- DATA -

# # #

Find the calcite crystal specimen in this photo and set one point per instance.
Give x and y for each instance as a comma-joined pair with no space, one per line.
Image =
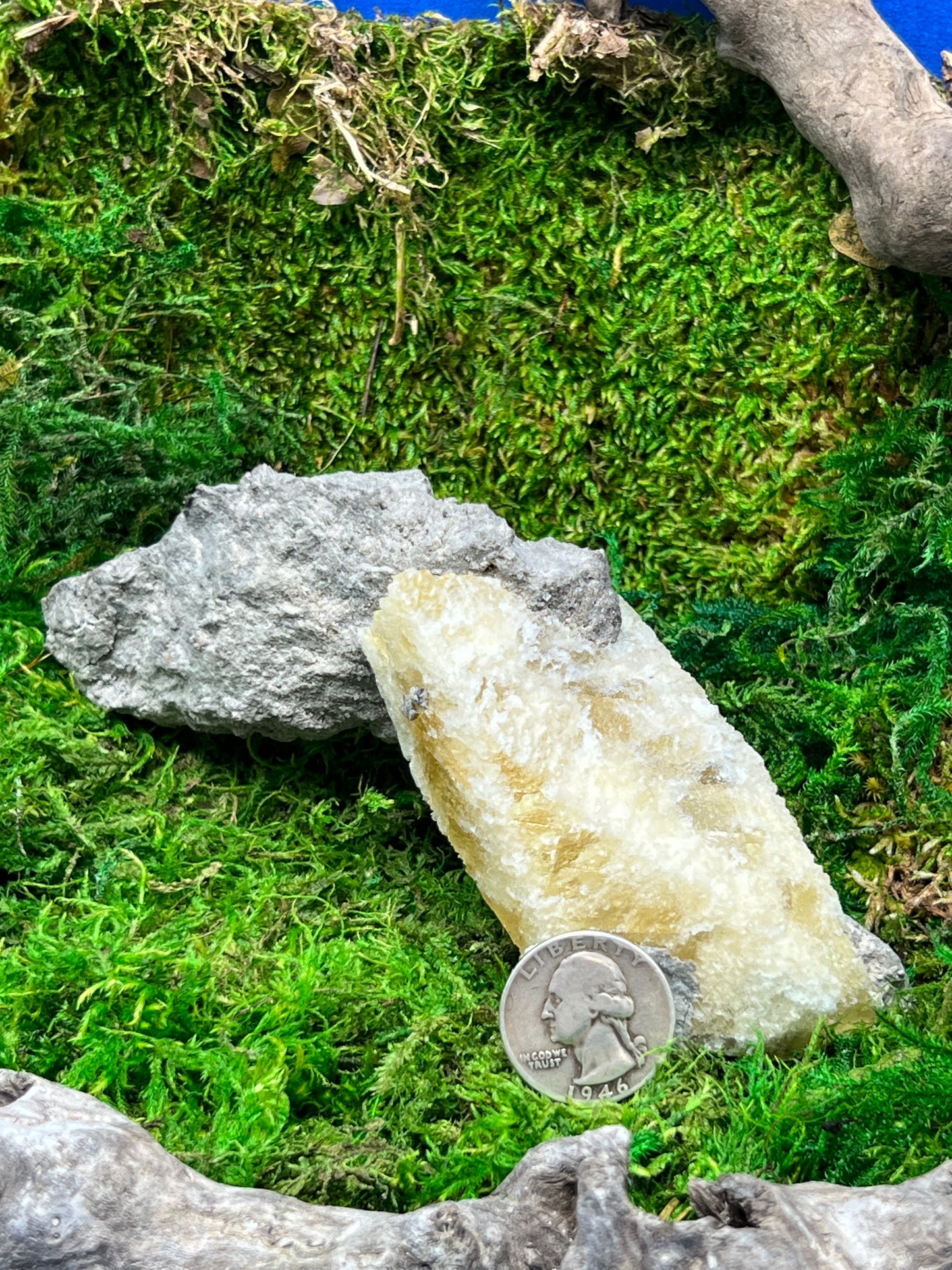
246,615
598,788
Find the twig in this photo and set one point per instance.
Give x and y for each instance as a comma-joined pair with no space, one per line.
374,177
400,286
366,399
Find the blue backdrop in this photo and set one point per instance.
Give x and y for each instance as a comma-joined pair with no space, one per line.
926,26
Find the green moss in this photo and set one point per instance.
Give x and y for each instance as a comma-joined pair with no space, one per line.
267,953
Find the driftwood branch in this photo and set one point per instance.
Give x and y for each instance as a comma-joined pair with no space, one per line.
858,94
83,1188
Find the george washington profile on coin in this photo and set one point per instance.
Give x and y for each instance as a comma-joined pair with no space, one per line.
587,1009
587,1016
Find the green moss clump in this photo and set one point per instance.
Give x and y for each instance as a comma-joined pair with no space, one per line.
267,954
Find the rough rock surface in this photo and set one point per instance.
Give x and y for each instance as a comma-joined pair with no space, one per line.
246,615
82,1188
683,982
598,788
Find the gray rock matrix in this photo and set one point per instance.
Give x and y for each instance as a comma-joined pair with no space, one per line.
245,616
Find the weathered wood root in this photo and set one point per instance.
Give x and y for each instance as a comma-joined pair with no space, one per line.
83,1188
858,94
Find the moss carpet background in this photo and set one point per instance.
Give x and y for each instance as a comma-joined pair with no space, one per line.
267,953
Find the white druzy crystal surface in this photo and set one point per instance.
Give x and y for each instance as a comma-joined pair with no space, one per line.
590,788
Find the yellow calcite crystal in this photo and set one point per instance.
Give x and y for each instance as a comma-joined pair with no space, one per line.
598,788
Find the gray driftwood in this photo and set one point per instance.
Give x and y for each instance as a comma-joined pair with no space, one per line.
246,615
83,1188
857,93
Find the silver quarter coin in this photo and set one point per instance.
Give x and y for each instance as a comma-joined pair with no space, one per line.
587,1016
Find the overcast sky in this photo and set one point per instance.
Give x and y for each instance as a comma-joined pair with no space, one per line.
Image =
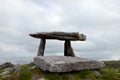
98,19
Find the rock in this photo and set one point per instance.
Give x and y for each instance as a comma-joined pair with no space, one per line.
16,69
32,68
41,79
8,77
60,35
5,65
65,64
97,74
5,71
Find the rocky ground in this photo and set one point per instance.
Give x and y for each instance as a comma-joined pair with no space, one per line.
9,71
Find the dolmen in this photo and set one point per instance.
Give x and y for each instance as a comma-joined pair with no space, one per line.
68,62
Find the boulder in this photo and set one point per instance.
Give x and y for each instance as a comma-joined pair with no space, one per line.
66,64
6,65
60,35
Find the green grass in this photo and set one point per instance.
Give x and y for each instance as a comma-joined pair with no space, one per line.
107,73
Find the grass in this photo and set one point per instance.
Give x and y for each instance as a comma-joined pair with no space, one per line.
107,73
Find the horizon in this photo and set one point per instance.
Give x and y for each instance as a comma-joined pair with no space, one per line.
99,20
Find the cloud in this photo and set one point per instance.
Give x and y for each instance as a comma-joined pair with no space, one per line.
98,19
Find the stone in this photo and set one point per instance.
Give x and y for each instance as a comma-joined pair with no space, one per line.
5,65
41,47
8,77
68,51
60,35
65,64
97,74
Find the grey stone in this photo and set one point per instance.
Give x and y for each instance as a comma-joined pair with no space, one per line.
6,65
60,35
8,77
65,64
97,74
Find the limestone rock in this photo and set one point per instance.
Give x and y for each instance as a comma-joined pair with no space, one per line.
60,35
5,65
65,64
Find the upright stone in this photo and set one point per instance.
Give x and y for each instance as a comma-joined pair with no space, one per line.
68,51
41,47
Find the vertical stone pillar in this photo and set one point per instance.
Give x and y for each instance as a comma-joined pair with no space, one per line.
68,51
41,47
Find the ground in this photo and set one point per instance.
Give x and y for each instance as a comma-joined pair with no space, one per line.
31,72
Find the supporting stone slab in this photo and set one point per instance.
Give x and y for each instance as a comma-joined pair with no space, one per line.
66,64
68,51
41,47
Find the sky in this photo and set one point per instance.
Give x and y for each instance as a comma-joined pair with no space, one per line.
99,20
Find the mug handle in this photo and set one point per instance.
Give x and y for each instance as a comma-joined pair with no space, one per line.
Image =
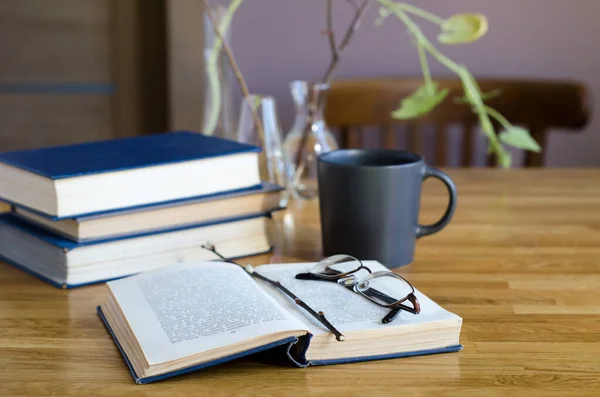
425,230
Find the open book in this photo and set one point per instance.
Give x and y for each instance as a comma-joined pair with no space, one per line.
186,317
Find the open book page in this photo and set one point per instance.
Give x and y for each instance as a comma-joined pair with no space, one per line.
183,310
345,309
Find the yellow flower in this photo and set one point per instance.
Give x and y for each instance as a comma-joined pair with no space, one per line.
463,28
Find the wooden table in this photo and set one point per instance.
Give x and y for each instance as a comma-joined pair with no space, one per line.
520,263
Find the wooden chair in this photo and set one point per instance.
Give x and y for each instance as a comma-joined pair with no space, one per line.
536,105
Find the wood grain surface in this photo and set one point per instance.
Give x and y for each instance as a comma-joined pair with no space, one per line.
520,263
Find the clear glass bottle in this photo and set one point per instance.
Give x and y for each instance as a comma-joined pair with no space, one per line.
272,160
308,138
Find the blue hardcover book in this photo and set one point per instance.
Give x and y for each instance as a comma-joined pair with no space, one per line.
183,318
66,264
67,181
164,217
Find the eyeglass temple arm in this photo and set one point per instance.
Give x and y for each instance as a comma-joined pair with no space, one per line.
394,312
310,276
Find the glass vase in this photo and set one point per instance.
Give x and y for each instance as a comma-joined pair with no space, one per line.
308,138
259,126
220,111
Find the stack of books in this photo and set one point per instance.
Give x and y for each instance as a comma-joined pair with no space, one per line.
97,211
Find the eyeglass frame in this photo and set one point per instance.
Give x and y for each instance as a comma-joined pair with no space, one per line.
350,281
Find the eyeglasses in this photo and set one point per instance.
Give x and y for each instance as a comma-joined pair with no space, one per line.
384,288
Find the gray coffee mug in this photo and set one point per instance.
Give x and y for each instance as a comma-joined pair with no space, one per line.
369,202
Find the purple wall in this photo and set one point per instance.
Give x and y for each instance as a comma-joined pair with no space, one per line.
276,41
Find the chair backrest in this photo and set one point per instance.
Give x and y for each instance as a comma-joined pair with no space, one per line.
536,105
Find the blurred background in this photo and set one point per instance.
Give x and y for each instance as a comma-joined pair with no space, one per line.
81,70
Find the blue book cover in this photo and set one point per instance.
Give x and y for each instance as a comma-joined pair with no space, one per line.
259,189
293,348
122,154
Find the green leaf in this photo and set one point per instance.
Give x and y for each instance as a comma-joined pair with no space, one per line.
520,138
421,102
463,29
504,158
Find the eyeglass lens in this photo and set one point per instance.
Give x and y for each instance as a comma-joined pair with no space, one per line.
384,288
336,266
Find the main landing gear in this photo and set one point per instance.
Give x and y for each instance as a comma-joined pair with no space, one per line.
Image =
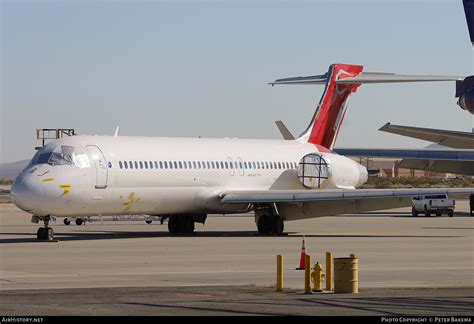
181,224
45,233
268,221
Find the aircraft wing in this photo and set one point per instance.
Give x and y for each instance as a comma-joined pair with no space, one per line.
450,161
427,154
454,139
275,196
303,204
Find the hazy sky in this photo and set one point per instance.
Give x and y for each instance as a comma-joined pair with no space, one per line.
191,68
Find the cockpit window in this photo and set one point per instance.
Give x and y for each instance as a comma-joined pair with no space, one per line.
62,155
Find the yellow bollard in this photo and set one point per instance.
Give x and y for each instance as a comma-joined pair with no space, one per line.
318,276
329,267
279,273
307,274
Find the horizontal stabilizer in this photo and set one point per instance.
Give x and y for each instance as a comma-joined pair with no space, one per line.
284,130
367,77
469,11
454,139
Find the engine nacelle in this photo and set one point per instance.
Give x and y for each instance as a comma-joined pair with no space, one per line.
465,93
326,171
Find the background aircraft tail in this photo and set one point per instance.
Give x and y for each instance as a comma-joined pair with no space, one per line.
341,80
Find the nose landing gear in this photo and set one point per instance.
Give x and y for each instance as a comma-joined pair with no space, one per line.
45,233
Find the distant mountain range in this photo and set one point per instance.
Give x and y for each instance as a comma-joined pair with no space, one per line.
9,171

# # #

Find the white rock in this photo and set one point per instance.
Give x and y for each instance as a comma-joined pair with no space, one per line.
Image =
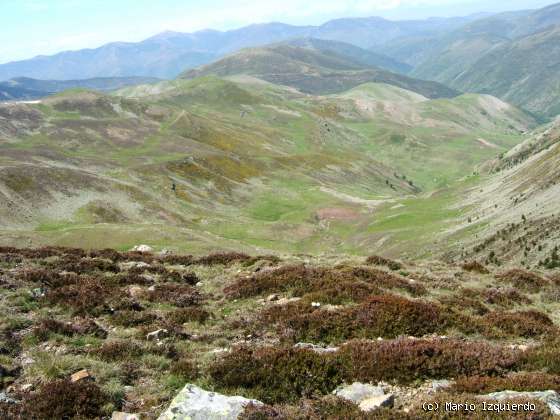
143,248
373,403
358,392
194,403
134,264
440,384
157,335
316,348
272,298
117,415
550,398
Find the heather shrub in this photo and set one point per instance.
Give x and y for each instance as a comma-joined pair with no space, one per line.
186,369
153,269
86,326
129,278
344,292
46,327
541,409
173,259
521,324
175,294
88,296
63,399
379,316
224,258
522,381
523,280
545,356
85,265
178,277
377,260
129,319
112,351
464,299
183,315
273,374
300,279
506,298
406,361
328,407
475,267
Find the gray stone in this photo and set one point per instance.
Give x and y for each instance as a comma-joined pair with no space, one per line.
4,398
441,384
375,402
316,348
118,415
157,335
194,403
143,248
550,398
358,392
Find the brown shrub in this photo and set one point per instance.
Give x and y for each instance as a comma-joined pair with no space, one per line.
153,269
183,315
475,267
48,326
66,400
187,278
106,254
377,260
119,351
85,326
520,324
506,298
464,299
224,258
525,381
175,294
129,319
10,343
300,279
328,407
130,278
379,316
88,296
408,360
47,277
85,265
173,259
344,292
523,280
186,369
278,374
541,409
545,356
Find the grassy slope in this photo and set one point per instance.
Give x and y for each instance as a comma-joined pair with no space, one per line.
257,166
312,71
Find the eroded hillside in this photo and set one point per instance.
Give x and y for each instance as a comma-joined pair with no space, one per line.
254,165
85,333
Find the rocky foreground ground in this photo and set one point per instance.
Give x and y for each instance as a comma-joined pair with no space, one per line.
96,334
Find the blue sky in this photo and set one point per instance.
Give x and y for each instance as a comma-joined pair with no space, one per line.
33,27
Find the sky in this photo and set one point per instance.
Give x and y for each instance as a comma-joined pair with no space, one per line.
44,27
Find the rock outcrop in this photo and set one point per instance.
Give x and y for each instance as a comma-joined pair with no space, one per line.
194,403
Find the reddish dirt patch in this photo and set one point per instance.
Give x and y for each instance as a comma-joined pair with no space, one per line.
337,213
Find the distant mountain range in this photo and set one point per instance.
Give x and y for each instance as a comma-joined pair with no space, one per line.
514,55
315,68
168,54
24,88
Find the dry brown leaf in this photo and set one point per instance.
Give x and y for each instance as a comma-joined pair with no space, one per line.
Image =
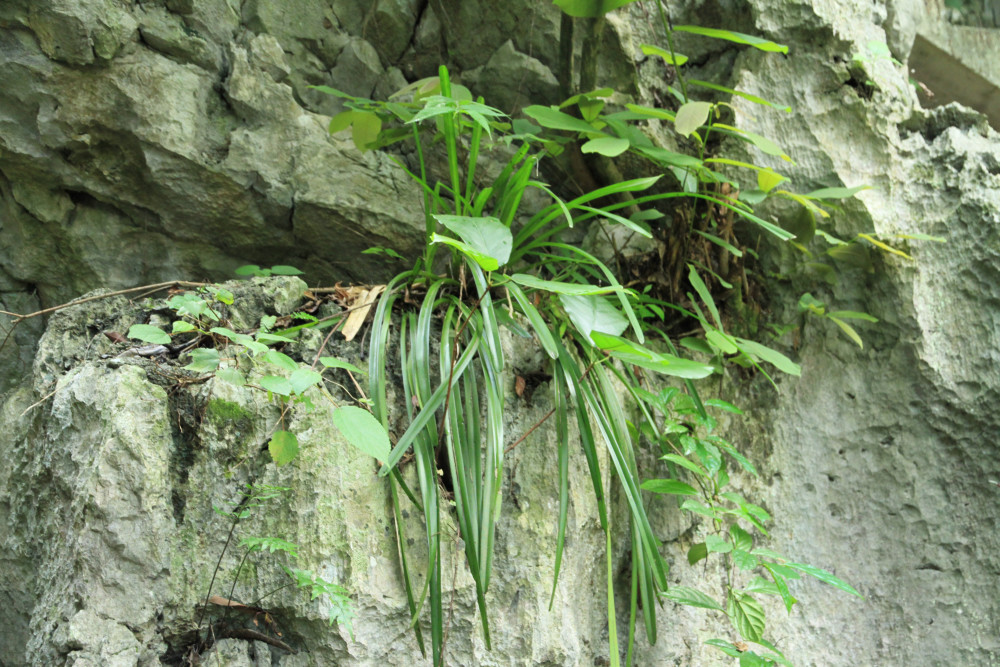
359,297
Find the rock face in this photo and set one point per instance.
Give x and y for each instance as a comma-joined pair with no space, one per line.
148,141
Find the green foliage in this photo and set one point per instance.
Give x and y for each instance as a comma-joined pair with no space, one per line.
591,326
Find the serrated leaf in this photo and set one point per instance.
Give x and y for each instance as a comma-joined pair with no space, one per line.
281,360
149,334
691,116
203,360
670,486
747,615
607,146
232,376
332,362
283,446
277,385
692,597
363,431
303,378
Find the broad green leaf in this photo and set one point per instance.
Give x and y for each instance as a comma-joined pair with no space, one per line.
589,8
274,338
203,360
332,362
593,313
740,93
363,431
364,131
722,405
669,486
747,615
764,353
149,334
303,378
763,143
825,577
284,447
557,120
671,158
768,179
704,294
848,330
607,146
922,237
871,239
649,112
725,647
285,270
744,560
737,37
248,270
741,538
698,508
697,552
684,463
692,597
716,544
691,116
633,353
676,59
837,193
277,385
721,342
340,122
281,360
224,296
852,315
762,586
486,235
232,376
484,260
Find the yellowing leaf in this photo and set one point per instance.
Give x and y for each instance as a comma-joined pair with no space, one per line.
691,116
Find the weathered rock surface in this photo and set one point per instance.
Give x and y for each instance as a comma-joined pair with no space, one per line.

# # #

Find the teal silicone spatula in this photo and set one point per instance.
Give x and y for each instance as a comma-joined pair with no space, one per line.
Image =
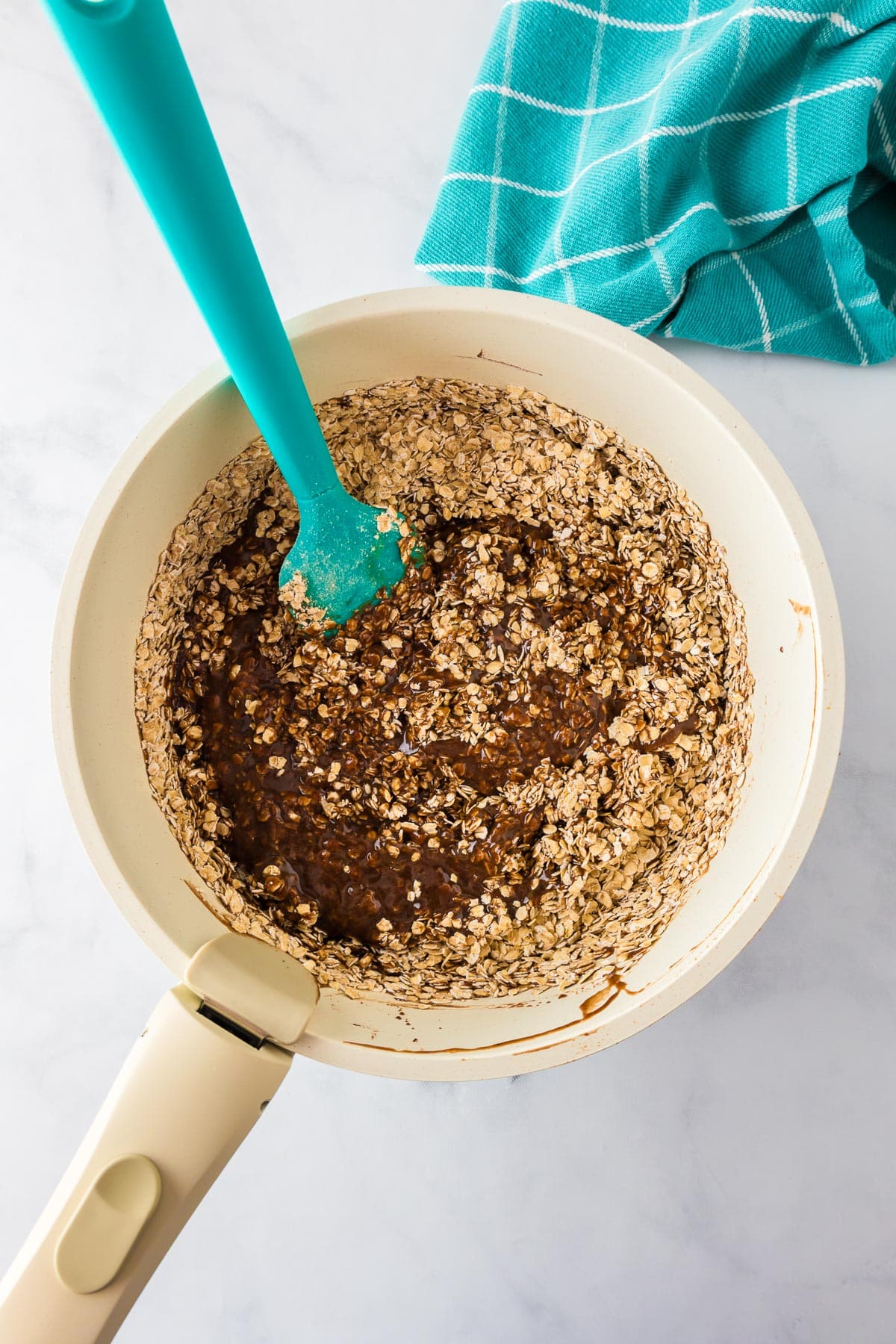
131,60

# # #

- EXERCISE AIM -
Among the entries above, copy exactly the stretch from the line holding "Find the calcite" through the line holding "Find the blue backdrop", leaving out any pictures.

- YOUR RESPONSE -
Find the calcite crystal specimen in this photo and set one point per instance.
Give x and y for each instance as a comma-joined pair with no space, one per line.
Image =
246,615
598,788
Find the twig in this photo and set one point per instance.
Give x and y for each instance as a comma-joined pair with no space, one per line.
374,177
400,286
366,399
Find the blue backdrop in this photo and set one point per instance.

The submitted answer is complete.